■ Exercise ■
Copy out the records word for word, starting at the very beginning and ending with the line that contains "Give the mask of every instance of the weathered". Include that line, and stop there.

■ Data for this exercise ■
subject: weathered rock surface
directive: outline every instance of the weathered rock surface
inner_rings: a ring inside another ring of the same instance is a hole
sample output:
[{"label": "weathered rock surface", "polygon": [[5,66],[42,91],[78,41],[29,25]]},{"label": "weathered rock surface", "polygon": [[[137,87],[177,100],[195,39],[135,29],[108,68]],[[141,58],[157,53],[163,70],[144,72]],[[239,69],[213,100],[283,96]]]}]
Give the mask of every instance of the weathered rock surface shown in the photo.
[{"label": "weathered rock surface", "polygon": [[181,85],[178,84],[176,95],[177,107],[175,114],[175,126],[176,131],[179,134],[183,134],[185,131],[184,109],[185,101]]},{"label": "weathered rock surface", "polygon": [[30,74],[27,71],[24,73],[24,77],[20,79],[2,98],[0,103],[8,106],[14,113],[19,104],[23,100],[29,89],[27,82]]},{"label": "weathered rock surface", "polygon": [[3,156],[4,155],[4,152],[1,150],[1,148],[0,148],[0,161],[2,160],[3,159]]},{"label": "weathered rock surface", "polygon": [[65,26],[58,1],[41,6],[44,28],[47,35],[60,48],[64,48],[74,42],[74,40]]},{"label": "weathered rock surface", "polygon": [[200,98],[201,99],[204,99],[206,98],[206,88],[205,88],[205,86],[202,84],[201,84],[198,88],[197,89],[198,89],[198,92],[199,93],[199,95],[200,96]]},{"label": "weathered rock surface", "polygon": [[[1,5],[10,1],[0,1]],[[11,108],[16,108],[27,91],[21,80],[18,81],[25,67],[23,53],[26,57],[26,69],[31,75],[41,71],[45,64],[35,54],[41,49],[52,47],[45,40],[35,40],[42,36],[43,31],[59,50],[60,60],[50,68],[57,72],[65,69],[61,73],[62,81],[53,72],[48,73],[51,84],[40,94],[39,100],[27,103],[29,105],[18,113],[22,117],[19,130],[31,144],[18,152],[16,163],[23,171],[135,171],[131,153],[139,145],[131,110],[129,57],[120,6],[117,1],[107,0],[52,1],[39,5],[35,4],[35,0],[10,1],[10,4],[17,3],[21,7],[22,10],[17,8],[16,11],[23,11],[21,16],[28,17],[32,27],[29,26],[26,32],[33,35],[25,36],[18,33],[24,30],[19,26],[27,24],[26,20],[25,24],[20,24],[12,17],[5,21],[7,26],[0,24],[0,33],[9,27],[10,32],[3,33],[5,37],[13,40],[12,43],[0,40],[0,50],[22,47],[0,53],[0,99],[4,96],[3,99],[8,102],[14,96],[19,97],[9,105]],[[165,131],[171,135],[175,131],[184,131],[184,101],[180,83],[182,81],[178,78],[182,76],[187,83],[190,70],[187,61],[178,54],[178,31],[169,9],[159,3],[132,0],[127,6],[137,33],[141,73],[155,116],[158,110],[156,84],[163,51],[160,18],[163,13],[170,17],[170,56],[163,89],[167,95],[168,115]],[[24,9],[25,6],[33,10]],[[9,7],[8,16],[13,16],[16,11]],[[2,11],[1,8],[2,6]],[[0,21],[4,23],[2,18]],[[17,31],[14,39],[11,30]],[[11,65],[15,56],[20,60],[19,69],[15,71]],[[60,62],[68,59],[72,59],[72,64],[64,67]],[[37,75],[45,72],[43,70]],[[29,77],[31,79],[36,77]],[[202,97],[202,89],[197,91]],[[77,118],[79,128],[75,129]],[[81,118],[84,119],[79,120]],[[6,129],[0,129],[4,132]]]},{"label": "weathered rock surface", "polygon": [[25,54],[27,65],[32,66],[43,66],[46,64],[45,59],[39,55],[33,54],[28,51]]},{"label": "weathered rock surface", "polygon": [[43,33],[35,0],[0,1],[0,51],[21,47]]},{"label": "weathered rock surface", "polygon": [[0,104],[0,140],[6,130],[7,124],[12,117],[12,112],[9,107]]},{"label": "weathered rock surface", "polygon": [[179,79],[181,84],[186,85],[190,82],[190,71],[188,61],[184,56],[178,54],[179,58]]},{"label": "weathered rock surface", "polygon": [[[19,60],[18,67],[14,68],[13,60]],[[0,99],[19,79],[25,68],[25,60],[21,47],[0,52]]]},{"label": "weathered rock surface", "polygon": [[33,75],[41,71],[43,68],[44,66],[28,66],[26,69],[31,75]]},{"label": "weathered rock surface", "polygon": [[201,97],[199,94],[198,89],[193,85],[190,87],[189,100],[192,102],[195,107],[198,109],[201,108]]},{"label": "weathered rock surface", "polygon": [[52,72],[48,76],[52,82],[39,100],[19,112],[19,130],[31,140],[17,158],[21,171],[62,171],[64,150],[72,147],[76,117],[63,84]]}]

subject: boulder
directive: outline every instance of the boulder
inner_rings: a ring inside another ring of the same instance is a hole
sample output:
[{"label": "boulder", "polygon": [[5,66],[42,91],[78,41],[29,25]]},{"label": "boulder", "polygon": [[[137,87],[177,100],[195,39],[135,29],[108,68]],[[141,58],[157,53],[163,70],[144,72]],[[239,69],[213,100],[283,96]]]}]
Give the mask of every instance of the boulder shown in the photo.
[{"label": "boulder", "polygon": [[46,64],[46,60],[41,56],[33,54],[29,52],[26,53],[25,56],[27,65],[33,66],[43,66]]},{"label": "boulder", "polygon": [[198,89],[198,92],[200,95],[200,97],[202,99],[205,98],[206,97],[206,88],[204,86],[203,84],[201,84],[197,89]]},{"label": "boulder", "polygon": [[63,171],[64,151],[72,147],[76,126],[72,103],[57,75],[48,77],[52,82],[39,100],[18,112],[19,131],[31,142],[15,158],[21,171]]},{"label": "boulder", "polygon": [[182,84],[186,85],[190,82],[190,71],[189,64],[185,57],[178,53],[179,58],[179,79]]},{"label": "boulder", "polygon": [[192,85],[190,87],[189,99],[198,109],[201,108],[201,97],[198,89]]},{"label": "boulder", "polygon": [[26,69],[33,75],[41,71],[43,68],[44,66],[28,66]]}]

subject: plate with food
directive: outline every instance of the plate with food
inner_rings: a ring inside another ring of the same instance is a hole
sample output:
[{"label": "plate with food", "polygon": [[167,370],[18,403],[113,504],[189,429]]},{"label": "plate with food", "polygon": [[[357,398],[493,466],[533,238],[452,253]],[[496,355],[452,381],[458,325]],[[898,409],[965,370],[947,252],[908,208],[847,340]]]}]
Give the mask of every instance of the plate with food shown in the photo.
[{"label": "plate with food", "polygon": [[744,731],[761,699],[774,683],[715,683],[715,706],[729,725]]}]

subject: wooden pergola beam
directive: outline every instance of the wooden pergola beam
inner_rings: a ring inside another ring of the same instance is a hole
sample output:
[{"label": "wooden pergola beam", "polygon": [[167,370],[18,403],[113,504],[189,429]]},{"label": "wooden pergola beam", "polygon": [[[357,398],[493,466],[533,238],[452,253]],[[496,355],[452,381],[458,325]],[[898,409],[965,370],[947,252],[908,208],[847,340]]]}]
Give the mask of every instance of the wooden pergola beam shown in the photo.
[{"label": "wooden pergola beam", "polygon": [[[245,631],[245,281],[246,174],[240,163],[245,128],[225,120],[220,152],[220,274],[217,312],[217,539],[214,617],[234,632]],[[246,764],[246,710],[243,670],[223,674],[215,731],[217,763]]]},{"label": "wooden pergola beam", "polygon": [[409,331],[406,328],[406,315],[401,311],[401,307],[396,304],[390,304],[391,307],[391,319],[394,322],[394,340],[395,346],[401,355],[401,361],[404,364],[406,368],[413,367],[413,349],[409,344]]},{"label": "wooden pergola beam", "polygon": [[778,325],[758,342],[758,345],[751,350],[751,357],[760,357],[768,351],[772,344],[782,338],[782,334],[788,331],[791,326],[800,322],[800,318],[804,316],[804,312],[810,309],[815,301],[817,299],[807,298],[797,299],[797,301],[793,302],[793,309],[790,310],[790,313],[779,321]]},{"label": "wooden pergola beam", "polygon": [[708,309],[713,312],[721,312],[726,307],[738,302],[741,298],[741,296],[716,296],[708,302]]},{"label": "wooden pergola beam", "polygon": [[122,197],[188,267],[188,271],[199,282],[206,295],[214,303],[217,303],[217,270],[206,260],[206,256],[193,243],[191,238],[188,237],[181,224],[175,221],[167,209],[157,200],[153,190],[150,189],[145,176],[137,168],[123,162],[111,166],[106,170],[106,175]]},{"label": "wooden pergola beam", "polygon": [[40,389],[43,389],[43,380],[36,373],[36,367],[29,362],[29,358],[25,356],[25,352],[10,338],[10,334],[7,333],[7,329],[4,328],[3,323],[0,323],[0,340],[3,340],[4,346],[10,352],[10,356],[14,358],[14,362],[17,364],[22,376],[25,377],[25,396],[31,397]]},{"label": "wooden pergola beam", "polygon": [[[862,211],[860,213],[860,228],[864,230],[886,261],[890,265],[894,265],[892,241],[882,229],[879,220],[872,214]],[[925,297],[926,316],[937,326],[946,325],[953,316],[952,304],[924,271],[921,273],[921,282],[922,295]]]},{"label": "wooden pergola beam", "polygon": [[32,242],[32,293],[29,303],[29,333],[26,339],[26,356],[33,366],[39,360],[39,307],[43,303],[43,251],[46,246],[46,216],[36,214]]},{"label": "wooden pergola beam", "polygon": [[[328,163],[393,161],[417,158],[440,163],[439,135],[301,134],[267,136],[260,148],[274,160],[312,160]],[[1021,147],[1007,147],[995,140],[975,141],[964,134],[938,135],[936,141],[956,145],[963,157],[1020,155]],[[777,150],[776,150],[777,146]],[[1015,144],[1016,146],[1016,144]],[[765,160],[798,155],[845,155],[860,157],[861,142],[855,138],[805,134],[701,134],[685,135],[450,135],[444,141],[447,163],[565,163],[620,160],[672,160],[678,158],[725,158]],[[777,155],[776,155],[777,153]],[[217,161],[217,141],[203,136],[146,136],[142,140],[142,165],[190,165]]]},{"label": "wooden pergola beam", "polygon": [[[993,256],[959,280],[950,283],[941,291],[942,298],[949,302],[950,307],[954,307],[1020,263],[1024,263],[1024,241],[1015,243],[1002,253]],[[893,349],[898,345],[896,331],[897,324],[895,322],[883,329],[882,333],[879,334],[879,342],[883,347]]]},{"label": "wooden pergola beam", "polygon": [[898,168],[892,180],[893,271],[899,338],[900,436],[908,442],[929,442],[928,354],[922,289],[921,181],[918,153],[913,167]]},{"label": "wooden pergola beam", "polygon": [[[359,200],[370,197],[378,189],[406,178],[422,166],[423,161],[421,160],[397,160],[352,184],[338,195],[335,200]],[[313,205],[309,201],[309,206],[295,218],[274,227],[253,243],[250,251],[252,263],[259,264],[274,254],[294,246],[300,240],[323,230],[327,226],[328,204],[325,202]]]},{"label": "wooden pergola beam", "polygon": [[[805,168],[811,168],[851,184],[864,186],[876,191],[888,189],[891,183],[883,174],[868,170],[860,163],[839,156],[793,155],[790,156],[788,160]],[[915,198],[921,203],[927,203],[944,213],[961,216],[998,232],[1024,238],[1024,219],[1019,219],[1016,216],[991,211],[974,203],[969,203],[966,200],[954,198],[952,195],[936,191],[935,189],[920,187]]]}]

■ Response to this exercise ■
subject: weathered rock surface
directive: outline every instance of the weathered rock surface
inner_rings: a ring inside another ring of the same instance is a hole
sample output:
[{"label": "weathered rock surface", "polygon": [[5,66],[42,91],[78,41],[29,25]]},{"label": "weathered rock surface", "polygon": [[[137,87],[177,100],[195,39],[135,29],[108,68]],[[141,58],[157,53],[163,70],[144,72]],[[239,69],[213,100],[283,96]]]}]
Give the mask of every instance of the weathered rock surface shown in the photo.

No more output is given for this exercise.